+++ Data for the task +++

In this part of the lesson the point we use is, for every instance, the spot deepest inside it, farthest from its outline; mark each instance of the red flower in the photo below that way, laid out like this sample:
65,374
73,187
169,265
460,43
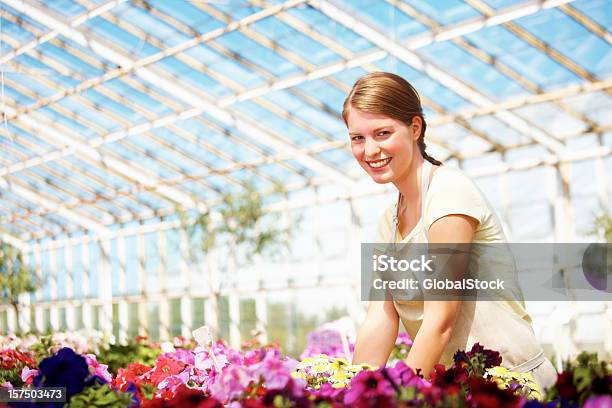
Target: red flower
11,359
486,394
133,374
165,367
565,386
185,397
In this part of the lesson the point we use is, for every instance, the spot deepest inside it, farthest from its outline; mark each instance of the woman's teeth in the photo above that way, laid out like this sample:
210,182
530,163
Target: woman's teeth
380,163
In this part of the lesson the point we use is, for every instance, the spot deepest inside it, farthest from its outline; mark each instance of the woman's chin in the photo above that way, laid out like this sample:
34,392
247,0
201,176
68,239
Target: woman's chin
383,178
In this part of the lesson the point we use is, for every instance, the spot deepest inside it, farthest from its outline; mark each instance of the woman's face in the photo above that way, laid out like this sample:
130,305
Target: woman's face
383,146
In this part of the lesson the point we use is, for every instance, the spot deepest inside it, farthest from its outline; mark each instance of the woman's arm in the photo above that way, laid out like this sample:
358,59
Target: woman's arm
439,316
377,334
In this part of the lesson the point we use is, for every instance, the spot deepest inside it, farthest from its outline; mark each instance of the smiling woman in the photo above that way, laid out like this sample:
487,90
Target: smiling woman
386,127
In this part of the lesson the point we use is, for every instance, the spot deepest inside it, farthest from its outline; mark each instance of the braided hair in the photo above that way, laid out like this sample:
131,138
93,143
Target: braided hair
390,95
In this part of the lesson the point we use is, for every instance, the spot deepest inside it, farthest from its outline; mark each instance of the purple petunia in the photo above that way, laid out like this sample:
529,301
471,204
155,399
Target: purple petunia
368,385
64,369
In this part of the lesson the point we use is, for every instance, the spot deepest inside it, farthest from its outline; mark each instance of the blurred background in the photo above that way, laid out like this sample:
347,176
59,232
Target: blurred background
169,164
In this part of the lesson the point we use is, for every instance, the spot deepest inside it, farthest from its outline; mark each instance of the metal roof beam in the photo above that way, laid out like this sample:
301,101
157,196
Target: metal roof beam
53,206
67,143
587,22
487,58
532,40
365,29
522,101
87,15
188,95
12,240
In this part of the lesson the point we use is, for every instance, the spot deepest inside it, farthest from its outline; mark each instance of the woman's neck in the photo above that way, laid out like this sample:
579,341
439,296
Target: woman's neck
410,185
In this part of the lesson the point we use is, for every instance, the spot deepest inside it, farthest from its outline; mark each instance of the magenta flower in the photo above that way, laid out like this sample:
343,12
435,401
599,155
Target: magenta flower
275,371
368,385
101,370
403,339
405,376
186,356
598,401
172,382
28,374
230,383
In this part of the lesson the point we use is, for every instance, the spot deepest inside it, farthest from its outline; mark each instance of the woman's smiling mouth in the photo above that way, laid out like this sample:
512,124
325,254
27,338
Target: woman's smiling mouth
379,164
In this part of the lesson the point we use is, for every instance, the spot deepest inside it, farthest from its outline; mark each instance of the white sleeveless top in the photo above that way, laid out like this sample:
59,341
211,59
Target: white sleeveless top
502,325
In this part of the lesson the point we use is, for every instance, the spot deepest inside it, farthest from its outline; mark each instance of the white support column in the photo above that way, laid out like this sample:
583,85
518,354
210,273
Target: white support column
564,210
356,308
143,328
38,311
164,309
600,179
233,297
25,323
87,310
53,311
185,277
69,273
234,316
211,315
106,294
11,320
505,197
261,314
123,307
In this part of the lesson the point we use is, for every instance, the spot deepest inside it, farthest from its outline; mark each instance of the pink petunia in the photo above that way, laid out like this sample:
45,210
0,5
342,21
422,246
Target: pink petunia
28,374
101,370
231,383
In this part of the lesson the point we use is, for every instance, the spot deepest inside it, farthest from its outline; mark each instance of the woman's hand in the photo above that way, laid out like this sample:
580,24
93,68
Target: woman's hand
377,334
439,316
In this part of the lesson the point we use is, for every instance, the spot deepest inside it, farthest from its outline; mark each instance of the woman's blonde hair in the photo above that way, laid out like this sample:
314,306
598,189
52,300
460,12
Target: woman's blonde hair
391,95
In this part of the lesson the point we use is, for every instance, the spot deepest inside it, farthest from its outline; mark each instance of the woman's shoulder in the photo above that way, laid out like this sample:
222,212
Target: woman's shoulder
385,221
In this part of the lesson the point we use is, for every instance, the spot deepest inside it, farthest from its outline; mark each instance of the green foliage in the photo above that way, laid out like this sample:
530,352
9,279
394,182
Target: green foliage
13,376
585,377
242,221
117,356
101,396
603,226
16,278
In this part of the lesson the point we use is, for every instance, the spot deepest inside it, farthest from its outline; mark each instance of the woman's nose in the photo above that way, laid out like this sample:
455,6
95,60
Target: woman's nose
371,148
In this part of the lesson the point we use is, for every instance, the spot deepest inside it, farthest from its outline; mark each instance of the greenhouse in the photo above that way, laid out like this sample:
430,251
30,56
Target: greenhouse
182,181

+++

__The problem__
Render the entries from the line with "of the pink" through their final line as a JSON list of strings, one string per line, skipping any blank lines.

__Correct response__
[
  "In this part of the lesson the point we use is, for every instance, the spot deepest inside it, farthest from its outline; mark each instance of the pink petunia in the photo above that way, laid out like this sample:",
  "45,210",
  "0,5",
  "342,21",
  "422,246",
  "Target: pink petunia",
  "28,374",
  "101,370",
  "231,383",
  "In this part of the lesson the point we use is, for every instance, the spot deepest inside it, farthest from its outline; mark each instance of the woman's hand in the photo above that way, laid out like this sample:",
  "580,24",
  "93,68",
  "Target: woman's hand",
  "377,334",
  "439,316",
  "In this part of the lesson the point we use is, for every instance, the spot deepest inside it, farthest from its outline; mark each instance of the woman's blonde hair in the photo above that way, laid out like this sample:",
  "314,306",
  "598,189",
  "52,300",
  "460,12",
  "Target: woman's blonde hair",
  "391,95",
  "In this part of the lesson the point we use is, for every instance, the spot deepest inside it, farthest from its outline; mark each instance of the woman's shoulder in the photo above that way, laid out like this sample:",
  "222,212",
  "Target: woman's shoulder",
  "385,221",
  "In this part of the lesson the point we use is, for every instance, the spot deepest inside it, farthest from its outline; mark each instance of the green foliage in the photo above that way, laid out like this sample:",
  "530,352",
  "9,279",
  "394,182",
  "Target: green foliage",
  "13,376",
  "585,377",
  "242,221",
  "117,356",
  "101,396",
  "603,226",
  "16,278",
  "In this part of the lesson the point we use is, for every instance, the spot deepest inside it, farthest from its outline; mark each instance of the woman's nose in the photo above that way, laid out like this sample:",
  "455,6",
  "95,60",
  "Target: woman's nose",
  "371,148",
  "In this part of the lesson the point we use is, for every instance, the spot deepest inside it, farthest from its outline; mark each instance of the greenhouse in the photo above that way, laid out like this sample:",
  "430,251",
  "30,56",
  "Target: greenhouse",
  "182,181"
]